PROMPT: Begin at the line containing "of rear bumper" and copy each line exactly through the end of the records, leaving out what comes before.

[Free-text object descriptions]
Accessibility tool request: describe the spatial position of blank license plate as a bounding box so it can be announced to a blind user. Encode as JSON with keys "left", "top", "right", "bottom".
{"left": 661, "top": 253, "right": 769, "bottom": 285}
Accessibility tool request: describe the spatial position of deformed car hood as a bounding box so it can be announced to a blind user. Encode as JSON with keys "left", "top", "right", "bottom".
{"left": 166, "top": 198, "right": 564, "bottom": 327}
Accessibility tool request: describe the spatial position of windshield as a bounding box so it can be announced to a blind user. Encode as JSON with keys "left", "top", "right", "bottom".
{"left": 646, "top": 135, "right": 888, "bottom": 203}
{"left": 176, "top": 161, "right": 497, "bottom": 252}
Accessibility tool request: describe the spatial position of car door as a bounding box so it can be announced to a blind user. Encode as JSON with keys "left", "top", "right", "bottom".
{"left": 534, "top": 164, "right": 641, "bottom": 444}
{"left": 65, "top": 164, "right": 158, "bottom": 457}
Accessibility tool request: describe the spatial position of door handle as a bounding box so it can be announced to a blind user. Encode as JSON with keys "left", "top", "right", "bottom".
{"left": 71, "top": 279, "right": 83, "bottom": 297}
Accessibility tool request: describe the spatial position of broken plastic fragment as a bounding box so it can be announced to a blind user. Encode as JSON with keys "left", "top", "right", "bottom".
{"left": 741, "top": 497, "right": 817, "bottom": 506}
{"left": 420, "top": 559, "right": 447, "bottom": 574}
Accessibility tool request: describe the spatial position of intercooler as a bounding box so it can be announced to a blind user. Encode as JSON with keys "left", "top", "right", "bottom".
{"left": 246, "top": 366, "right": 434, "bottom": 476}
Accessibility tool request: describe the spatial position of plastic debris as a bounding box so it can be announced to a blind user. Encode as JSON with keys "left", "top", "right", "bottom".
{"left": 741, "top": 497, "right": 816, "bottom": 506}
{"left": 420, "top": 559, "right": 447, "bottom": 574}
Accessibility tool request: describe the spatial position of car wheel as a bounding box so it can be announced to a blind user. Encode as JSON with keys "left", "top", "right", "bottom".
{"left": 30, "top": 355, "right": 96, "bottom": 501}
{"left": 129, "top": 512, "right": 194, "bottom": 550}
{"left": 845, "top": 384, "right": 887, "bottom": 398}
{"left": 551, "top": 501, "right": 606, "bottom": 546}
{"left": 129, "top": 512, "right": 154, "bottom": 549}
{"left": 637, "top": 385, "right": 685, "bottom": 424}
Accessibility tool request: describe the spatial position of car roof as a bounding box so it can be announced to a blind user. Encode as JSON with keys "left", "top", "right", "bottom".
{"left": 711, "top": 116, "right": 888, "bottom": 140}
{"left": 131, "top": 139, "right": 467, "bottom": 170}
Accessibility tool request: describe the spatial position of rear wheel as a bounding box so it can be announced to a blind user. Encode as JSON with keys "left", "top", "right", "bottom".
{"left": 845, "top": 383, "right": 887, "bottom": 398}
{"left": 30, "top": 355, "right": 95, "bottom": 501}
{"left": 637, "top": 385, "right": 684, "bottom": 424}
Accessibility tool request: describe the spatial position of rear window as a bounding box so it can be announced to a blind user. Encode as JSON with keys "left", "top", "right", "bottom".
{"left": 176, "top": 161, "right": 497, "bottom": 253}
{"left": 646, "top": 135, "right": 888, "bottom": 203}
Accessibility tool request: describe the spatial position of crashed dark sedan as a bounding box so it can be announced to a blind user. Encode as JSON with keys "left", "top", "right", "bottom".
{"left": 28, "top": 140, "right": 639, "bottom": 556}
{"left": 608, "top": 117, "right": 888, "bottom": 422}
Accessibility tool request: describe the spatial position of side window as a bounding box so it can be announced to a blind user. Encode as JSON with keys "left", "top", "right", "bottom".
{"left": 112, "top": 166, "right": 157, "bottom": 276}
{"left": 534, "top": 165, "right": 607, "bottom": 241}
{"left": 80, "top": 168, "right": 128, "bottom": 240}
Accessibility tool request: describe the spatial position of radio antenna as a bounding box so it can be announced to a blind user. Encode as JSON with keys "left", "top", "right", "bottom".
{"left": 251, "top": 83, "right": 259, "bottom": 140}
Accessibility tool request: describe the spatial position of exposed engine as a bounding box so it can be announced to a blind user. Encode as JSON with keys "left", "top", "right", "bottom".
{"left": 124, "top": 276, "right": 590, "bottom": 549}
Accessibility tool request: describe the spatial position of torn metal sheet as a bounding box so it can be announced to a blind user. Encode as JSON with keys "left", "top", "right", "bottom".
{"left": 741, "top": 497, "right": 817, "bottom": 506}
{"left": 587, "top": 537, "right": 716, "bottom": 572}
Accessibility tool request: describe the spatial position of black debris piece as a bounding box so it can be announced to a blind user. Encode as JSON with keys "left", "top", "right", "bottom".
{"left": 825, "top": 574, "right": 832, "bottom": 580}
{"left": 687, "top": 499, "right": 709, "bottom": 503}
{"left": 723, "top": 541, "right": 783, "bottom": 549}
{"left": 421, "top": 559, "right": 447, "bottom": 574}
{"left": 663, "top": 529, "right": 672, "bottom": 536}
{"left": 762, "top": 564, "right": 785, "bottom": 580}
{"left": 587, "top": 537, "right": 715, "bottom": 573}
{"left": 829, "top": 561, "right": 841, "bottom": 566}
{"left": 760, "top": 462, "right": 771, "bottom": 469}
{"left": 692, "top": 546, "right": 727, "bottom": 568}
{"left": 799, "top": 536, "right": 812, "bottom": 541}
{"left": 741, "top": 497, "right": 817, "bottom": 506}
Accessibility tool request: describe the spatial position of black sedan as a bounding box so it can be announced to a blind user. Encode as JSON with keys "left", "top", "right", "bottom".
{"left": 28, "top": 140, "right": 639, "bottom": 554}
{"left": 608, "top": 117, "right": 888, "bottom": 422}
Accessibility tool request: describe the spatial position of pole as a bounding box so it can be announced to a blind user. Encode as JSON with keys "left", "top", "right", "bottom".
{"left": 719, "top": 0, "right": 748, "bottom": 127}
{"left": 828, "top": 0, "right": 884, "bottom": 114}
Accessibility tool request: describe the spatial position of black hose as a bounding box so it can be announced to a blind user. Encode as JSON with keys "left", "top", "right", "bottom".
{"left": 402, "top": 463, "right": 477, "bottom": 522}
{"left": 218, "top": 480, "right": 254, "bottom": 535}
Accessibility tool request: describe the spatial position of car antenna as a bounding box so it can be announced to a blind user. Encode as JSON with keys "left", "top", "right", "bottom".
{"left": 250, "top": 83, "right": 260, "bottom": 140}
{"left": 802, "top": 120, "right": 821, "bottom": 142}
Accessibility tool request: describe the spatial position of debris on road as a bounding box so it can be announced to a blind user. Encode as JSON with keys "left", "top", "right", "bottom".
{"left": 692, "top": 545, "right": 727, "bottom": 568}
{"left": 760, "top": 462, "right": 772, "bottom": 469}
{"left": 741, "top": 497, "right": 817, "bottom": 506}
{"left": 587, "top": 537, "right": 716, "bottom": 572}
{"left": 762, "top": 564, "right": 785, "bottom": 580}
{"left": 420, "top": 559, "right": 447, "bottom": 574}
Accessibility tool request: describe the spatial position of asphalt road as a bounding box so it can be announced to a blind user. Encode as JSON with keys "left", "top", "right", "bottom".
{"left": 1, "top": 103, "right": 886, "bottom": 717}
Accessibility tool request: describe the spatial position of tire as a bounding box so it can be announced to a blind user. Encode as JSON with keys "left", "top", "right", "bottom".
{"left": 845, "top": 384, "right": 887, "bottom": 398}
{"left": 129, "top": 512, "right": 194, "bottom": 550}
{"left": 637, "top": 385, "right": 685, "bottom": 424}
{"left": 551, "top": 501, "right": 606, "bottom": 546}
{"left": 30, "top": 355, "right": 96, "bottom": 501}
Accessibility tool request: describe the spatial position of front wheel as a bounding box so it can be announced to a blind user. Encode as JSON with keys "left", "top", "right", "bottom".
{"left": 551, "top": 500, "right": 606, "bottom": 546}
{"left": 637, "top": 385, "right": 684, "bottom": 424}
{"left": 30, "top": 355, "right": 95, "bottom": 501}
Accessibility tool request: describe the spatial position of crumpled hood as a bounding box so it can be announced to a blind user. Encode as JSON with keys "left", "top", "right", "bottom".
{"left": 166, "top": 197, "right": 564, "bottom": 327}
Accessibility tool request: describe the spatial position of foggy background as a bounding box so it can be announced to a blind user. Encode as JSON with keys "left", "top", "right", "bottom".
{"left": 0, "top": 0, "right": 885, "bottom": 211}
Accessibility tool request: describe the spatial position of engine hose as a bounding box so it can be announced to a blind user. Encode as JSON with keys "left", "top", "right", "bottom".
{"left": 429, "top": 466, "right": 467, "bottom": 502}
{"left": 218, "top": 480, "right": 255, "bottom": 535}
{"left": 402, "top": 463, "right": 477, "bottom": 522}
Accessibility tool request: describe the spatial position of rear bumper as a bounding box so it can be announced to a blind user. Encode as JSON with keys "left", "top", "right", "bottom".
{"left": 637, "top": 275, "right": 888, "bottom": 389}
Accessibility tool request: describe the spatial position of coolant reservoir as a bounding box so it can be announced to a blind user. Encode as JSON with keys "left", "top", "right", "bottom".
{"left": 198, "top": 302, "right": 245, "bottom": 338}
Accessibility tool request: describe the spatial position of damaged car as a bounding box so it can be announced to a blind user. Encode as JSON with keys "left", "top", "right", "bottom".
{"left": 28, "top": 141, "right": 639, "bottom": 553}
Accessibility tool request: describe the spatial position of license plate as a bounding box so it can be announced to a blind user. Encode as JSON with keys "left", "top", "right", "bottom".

RESPONSE TO THIS TASK:
Accessibility tool request: describe the spatial position of rear bumper as a bounding box so it can be announced to a blind user. Encode as JSON with keys "left", "top", "right", "bottom".
{"left": 637, "top": 275, "right": 888, "bottom": 389}
Accessibility tool request: describe the spatial position of coolant reservoir as a bounding box so it can be announced to a blind user. Encode as JSON with keys "left", "top", "right", "bottom".
{"left": 198, "top": 302, "right": 245, "bottom": 338}
Accessibility tool request: describe the spatial position of damaged car as a bounding box so it can be announced to a blind user. Encode as JSON with keys "left", "top", "right", "bottom".
{"left": 28, "top": 141, "right": 639, "bottom": 553}
Accessibility tool request: describe the spatial position of license plate as a bounding box so it can be announced to a blind user. Encode as JSON with keys "left", "top", "right", "bottom".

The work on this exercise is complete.